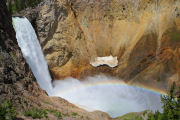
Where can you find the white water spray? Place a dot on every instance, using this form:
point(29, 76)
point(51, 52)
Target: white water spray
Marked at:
point(31, 49)
point(91, 94)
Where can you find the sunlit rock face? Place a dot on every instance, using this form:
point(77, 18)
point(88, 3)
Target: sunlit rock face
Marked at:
point(144, 35)
point(107, 60)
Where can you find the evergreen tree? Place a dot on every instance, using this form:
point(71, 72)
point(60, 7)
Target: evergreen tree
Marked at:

Your instructions:
Rewrite all the records with every "instance" changed to "match" and nothing else altered, and leave out the pictures.

Completed exercise:
Where can you find the white water spray? Place a dot on every match, using this form:
point(29, 76)
point(51, 52)
Target: white water spray
Marked at:
point(31, 49)
point(91, 94)
Where can you find the sunlit rock face? Place a dot on every match, using this form:
point(77, 18)
point(88, 3)
Target: sunlit rock face
Marked at:
point(144, 35)
point(107, 60)
Where can you find the evergreen tree? Place a dot on every match, using this form:
point(71, 72)
point(60, 7)
Target: evergreen tree
Marked at:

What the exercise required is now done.